# START OF Dataset entries

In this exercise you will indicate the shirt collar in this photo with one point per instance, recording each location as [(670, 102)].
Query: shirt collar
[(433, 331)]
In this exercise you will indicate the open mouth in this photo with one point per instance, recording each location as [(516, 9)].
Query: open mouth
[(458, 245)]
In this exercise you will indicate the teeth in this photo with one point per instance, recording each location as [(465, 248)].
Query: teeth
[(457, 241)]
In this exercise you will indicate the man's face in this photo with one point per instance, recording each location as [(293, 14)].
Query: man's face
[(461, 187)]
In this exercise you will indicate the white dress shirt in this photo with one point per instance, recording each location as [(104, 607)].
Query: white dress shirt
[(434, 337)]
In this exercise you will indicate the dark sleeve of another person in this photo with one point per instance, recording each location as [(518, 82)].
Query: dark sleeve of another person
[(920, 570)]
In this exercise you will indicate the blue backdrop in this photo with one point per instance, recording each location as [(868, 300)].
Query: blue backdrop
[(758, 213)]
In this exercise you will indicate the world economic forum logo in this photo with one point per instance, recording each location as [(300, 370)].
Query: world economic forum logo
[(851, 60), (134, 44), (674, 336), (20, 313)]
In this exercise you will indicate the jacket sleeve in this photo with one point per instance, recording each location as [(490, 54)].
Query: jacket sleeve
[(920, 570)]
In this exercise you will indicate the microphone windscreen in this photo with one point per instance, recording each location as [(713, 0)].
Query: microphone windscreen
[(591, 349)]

# END OF Dataset entries
# START OF Dataset entries

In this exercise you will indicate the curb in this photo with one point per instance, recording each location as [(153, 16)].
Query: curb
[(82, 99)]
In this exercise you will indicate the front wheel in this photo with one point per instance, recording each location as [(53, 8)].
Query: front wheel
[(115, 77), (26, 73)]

# END OF Dataset entries
# START OF Dataset entries

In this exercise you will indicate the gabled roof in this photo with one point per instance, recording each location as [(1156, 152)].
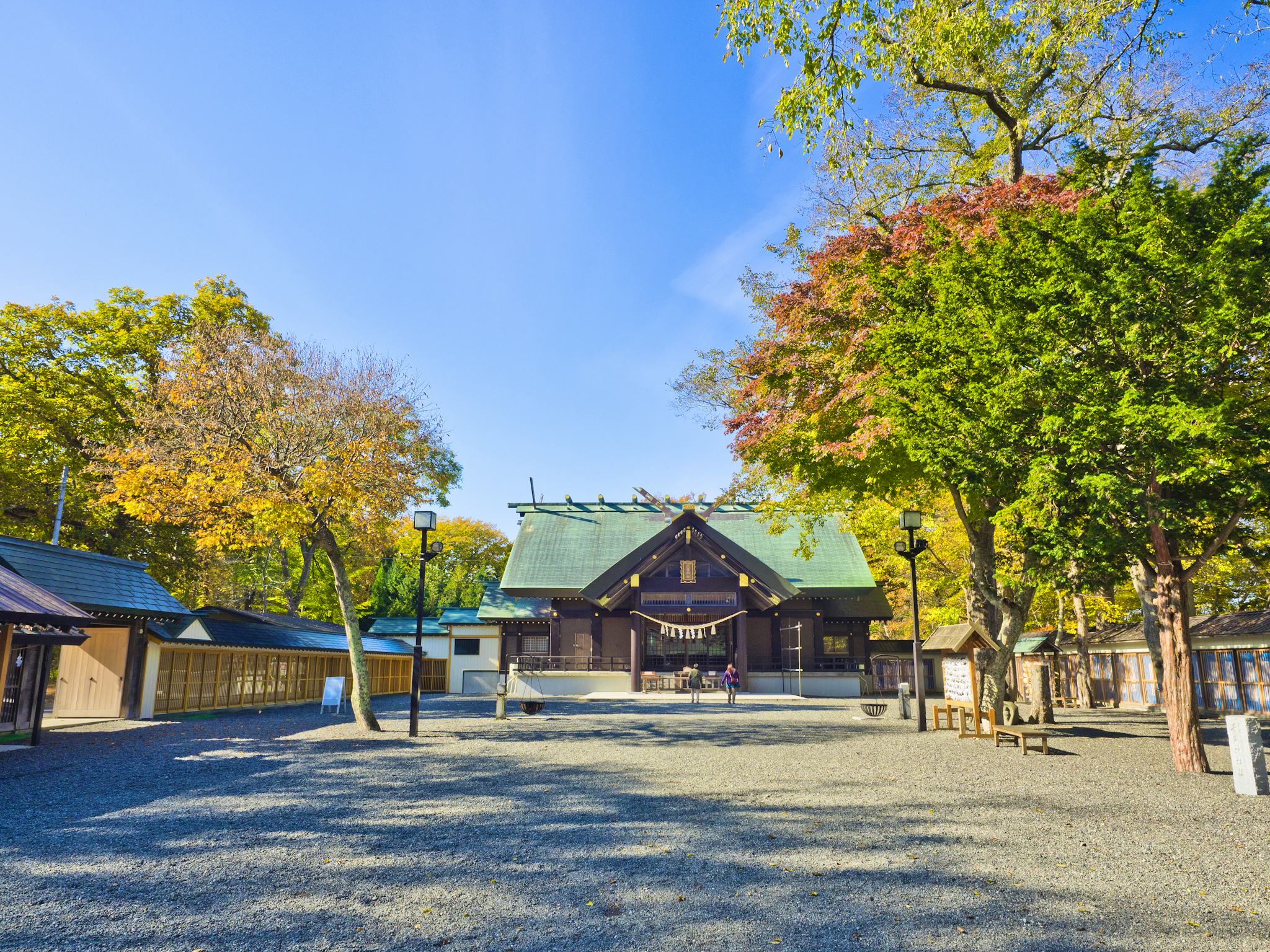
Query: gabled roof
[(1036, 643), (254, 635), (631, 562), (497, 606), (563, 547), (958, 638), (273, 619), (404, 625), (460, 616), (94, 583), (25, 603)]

# END OF Dataset entries

Count the lines in the entries above that contain the string "sleeve", matching case exactly, and give only the number.

▶ _Task response_
4